[Instruções do exercício]: Pode reescrever o trecho sobre manutenção preditiva, começando em "No Brasil, há" e terminando em "no Brasil também.", trocando "BASF" por "Bayer"?
### Trecho selecionado
Manutenção preditiva
Em vez de parar determinada máquina para manutenção a cada 1.000 horas de trabalho, como recomendam manuais de segurança, já é possível lidar com eventuais problemas apenas na hora em que aparecerem, talvez com exatas 1.132 horas, 36 minutos e 24 segundos de serviço. Como atingir tal grau de precisão? Softwares, aplicativos e sensores hoje permitem uma convergência cada vez maior entre a indústria de tecnologia e os demais setores da economia.
Para Tim Hanley, líder global da Deloitte para o setor de Produtos Industriais e Construção, vivemos um tempo de sinergia entre tecnologias já existentes, que está gerando resultados exponencialmente melhores. Esse movimento reflete a convergência de setores, como já aconteceu em outros momentos da Revolução Industrial. “As tecnologias disruptivas, tanto na época da primeira à terceira revoluções industriais, como agora, têm a ver com um ganho talvez inesperado por meio de incrementos totalmente novos. Não estamos inventando a internet, por exemplo, mas transformando-a em algo totalmente novo para os negócios”, afirma.
“Várias empresas já usam fábricas inteligentes para testar ideias que valem cada vez mais dinheiro”, continua Hanley. “Isso permite a elas saber exatamente a escala de seus produtos em várias áreas, como otimizar os seus custos, cortar gastos desnecessários, gerir melhor sua cadeia de abastecimento e até lidar com questões de segurança cibernética. Quanto mais setores diferentes conseguem interagir, mais ideias serão testadas por esses laboratórios e mais escala esses produtos poderão ter.”
No Brasil, há empresas que já obtêm benefícios claros dessa nova era de convergência de setores. Fabiano Assunção Sant Ana, diretor para a área Digital na BASF para a América do Sul, diz que multinacionais, como toda empresa química, terão mais facilidade para se adaptarem aos novos tempos porque têm um acesso mais veloz às novas tecnologias – muitas das quais acabarão chegando no Brasil também.
######
### Dados de origem
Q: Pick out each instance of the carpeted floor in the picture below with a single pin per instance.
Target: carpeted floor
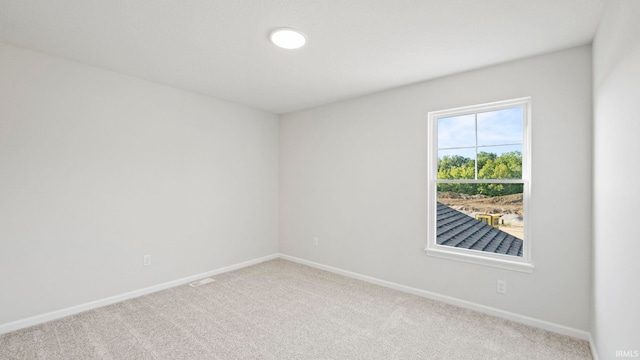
######
[Resultado da tarefa]:
No Brasil, há empresas que já obtêm benefícios claros dessa nova era de convergência de setores. Fabiano Assunção Sant Ana, diretor para a área Digital na Bayer para a América do Sul, diz que multinacionais, como toda empresa química, terão mais facilidade para se adaptarem aos novos tempos porque têm um acesso mais veloz às novas tecnologias – muitas das quais acabarão chegando no Brasil também.